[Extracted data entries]
-*-
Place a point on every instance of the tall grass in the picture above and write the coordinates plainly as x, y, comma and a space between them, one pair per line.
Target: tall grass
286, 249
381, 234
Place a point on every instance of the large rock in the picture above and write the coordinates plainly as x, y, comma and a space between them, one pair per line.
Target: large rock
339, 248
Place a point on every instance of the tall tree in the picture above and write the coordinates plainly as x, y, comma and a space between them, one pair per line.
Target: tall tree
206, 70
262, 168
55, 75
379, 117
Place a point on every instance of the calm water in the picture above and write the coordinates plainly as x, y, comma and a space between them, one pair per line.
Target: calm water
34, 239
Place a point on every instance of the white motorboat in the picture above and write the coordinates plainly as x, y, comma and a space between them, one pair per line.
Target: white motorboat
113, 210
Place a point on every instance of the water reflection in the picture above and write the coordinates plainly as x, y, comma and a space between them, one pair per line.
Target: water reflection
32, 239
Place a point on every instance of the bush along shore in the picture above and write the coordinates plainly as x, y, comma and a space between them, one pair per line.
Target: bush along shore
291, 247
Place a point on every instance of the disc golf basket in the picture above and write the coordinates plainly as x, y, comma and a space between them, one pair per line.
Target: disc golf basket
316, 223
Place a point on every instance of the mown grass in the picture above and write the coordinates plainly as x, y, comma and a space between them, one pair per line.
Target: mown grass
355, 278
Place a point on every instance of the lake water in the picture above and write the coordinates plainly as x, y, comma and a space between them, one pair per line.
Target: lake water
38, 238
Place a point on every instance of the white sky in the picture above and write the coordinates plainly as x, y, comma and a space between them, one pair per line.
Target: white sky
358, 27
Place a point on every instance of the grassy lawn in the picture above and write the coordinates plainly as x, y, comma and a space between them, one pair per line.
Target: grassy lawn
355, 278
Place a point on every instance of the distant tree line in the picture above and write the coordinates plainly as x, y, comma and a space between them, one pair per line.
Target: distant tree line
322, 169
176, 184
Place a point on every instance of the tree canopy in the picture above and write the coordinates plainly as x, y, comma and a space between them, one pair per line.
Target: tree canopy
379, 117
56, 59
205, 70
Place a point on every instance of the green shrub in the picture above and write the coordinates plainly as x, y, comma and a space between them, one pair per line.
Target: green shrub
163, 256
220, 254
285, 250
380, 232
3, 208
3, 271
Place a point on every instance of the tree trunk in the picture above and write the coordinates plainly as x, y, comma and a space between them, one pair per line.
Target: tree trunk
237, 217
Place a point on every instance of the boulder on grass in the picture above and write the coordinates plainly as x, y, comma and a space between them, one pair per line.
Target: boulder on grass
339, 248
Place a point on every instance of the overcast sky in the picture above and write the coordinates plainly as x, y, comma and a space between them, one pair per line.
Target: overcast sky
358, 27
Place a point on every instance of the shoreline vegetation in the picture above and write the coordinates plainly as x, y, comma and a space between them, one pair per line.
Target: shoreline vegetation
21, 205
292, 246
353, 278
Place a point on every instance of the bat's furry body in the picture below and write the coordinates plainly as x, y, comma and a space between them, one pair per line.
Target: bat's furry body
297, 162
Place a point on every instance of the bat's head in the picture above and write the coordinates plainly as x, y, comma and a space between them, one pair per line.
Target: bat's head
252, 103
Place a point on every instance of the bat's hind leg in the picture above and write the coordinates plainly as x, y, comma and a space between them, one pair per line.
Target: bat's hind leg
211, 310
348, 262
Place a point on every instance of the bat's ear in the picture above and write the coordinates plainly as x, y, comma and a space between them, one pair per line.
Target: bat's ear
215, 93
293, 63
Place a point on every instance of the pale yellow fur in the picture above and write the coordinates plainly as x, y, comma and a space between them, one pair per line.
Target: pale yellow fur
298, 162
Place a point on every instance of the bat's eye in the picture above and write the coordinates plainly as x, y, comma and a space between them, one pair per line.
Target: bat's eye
-*-
■ WHAT IS EXPECTED ■
The required output is the complete set of records, reproduced exactly.

■ RESULT ■
Place a point on every instance of the tall grass in the picture above and write the coordinates plainly as x, y, comma and a space between them, one pair per line.
Target: tall grass
286, 249
381, 234
Place a point on every instance of the large rock in the picture above and write the coordinates plainly as x, y, comma and a space between them, one pair per line.
Target: large rock
339, 248
Place a point on every instance of the tall tree in the picture above and write the coordinates plainly as x, y, comma and a space between them, one pair per line.
Target: tall tree
206, 70
262, 168
55, 75
379, 117
Place a point on every instance of the calm water in the picture above and write the coordinates plainly as x, y, comma and a space between them, one pair per line.
Target: calm water
34, 239
Place a point on every instance of the white motorboat in the picture above and write the coordinates plainly as x, y, comma and a space between them, one pair per line.
Target: white motorboat
113, 210
Place a point on every instance of the water reflection in the picture above and write the coordinates plainly as x, y, comma and a space between them, one pair per line.
Target: water reflection
32, 239
Place a point on every instance of the bush along shore in the picture above and write the coordinates plainly as x, y, comma and a space between them, one pair per line.
Target: bush along shore
291, 247
Place a point on every instance of the disc golf basket in the picture above and write the coordinates plainly as x, y, comma and a space between them, one pair per line.
Target: disc golf basket
316, 223
Place a point on every instance of the mown grass in the picture above and write the coordinates plainly as x, y, comma and a space between them, one pair per line.
Target: mown grass
355, 278
Place a point on every instance of the lake water in the picture above and write the coordinates plainly as x, y, comma and a space between them, one pair per line.
Target: lake water
38, 238
Place a point on every instance of the white sky in the picture above and write the coordinates plainly as x, y, comma and a space between them, one pair per line.
Target: white sky
358, 27
Place a point on every instance of the grassy lawn in the picture above and write the coordinates plainly as x, y, comma and a space between them, one pair per line.
Target: grassy lawn
355, 278
Place a point on every instance of the distant tree line in the picture above and write the coordinates plainly as x, y, comma and a space between them, one pair per line.
Target: distant tree line
322, 169
176, 184
Place a point on every instance of the tree canopy in the picture above and write the coordinates plainly as x, y, comma and a space between them, one pair per line.
Target: tree canopy
379, 117
56, 59
205, 70
Place a point on every instance of the green shrub in the picture above and write the coordinates plainly as x, y, comma and a space between them, one pair per line.
Target: green shrub
163, 256
220, 254
285, 250
380, 232
3, 208
3, 271
Place a point on every instance of the tree trunk in the picture above and write the coordinates plainly as x, y, comma and a space between them, one pair per line.
Target: tree trunk
237, 217
Place a point on every instance of the boulder on grass in the picture above and write the coordinates plainly as x, y, comma and a space between them, one pair per line.
Target: boulder on grass
339, 248
Place a point on every instance of the overcast sky in the picture above and write the coordinates plainly as x, y, comma and a space between them, one pair per line.
Target: overcast sky
358, 27
Place a point on every instance of the shoreline vegetation in the picture above and write the coordinates plainly as x, y, comma and a space between them, one pair per line.
Target: shoreline vegetation
21, 205
292, 246
353, 278
Place a point on every instance of the bat's furry body in the picture below and write the coordinates plainly as x, y, comma and a space between them, one pair per line.
Target: bat's furry body
297, 162
Place a point on every instance of the bat's head in the picture above and write the coordinates plainly as x, y, comma and a space between them, one pair per line.
Target: bat's head
252, 103
Place a point on every instance of the bat's hind leg in the picture above and write the coordinates plainly as x, y, comma and a space between them, one pair per line.
Target: bat's hind leg
211, 310
348, 262
Place a point on every instance of the bat's ear in the picture above and write the coordinates plainly as x, y, comma and a space between them, one pair per line.
Target: bat's ear
215, 93
293, 63
Place a point on every instance of the pale yellow fur in the picture above and write the coordinates plainly as x, y, comma and a space between them, one pair per line.
Target: pale yellow fur
298, 162
Place a point on every instance of the bat's eye in the picture above and write the coordinates plainly as x, y, comma and a space between them, one pair per line.
Target: bat's eye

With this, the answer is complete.